To be done: Filter the data below, copying out every line that contains the string "hair". Case counts.

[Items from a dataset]
* Start *

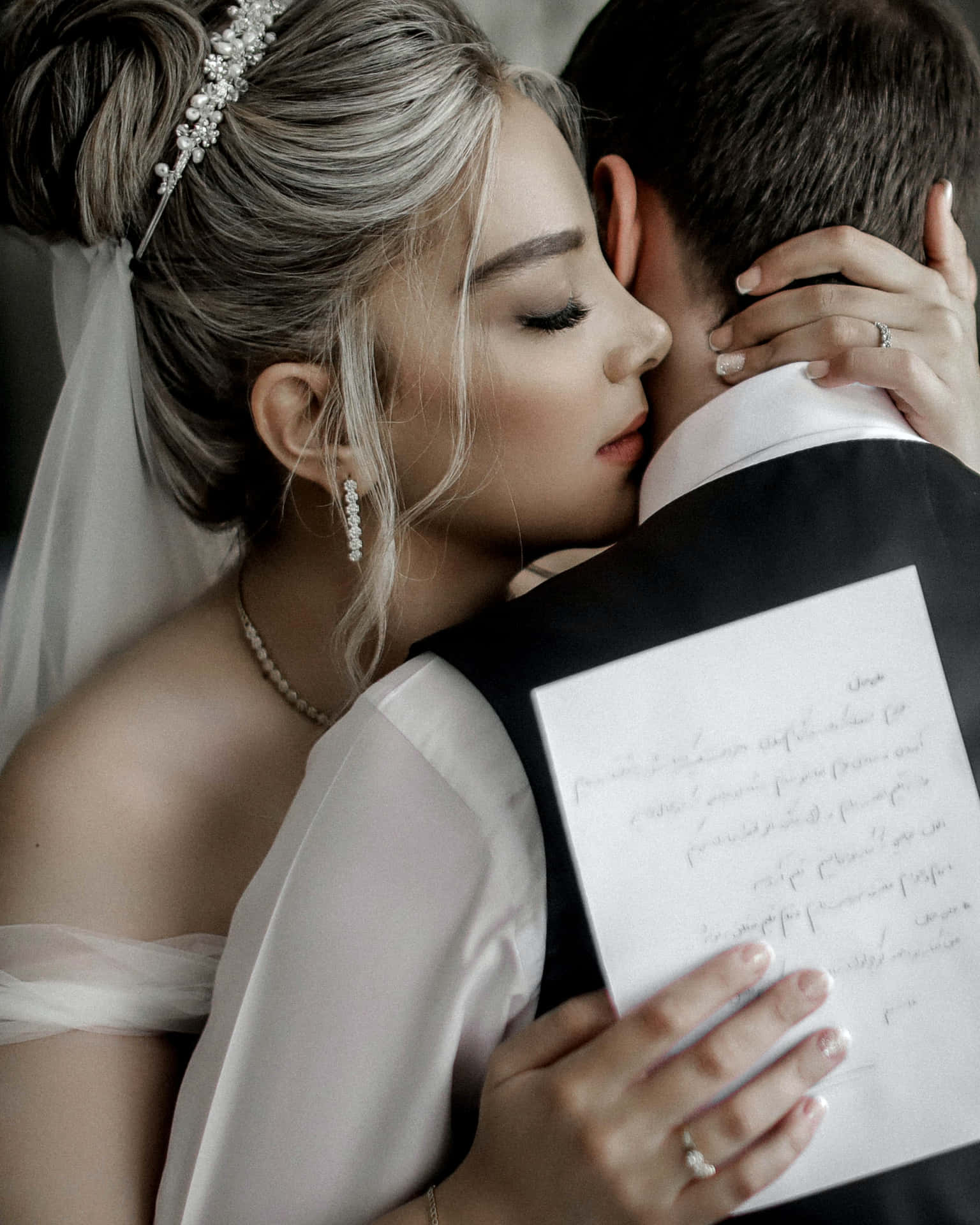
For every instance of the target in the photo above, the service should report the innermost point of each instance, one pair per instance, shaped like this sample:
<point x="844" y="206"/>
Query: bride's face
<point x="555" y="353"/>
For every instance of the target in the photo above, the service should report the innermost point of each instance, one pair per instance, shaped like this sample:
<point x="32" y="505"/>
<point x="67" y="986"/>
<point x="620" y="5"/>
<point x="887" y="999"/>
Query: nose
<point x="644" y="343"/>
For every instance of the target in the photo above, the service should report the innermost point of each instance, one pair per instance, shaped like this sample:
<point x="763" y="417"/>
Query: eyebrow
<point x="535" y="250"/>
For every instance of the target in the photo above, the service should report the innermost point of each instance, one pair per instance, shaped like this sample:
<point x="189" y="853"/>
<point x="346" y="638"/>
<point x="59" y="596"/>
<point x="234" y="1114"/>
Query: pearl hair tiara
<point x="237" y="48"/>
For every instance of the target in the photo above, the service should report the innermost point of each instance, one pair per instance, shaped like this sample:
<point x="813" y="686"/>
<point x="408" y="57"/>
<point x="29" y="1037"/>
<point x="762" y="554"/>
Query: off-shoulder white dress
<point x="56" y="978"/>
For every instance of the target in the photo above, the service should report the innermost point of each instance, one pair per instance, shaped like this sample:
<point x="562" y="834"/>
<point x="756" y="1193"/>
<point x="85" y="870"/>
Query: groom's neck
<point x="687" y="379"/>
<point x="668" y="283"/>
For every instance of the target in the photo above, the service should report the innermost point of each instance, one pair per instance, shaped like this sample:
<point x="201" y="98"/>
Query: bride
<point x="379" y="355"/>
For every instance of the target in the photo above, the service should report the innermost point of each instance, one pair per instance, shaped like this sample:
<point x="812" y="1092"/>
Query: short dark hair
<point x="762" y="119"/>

* End *

Finished answer:
Query: pearl hair tiara
Query: short dark hair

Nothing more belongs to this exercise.